▶ [Page excerpt]
----

Plaugh overstayed his visitor visa for nearly seven years
until he married a United States citizen in 1989 and had his status
adjusted to that of conditional permanent resident. On April 30,
1991, he filed an I-751 joint petition under § 216(c)(1) of the
Immigration and Naturalization Act, 8 U.S.C. § 1186(c)(1), to
remove his conditional classification. Plaugh signed his own and
his wife’s names to the I-751 joint petition. Before that petition
could be ruled on, Plaugh and his wife divorced, and Plaugh
immediately filed an I-752 waiver application seeking a waiver
pursuant to § 216(c)(4)(B) of the Act based on a good faith
marriage.
At his deportation hearing, the immigration judge found
Plaugh deportable as charged, upheld the denial of the I-752 waiver
ane denied suspension of deportation. (Plaugh does not challenge
the denial of suspension of deportation.)
On appeal, the Board upheld the immigration judge’s
conclusion that Plaugh was “at fault” in failing properly to file
the waiver application. Plaugh challenges this decision on the
grounds that the immigration service should not have been allowed
to admit an affidavit of his ex-wife “who is now a hostile
witness,” and who resisted subpoenas to attend his hearing, and
because it did not matter that he signed his wife’s name to the I-
751 petition. The latter issue is the key to this appeal.

----

▶ [Provided information]
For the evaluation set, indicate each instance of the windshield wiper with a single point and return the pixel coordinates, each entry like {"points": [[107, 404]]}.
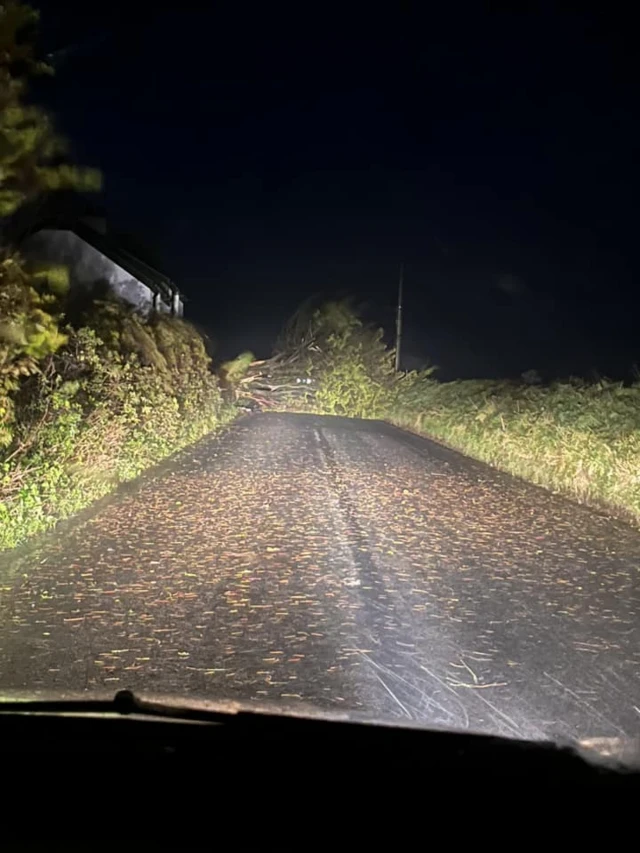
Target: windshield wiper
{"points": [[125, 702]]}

----

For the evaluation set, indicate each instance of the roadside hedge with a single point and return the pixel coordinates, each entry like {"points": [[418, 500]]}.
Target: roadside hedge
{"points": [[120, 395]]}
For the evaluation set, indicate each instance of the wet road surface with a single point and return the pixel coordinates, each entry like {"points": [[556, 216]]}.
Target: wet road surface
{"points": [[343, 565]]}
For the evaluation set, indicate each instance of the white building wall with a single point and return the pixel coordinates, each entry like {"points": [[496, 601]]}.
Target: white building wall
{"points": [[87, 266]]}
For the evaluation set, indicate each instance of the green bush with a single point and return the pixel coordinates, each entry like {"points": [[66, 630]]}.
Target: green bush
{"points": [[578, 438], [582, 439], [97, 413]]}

----

Transcribe, without alteration, the portion of the Plaugh immigration passage above from "On appeal, the" to "to this appeal.".

On appeal, the Board upheld the immigration judge’s
conclusion that Plaugh was “at fault” in failing properly to file
the waiver application. Plaugh challenges this decision on the
grounds that the immigration service should not have been allowed
to admit an affidavit of his ex-wife “who is now a hostile
witness,” and who resisted subpoenas to attend his hearing, and
because it did not matter that he signed his wife’s name to the I-
751 petition. The latter issue is the key to this appeal.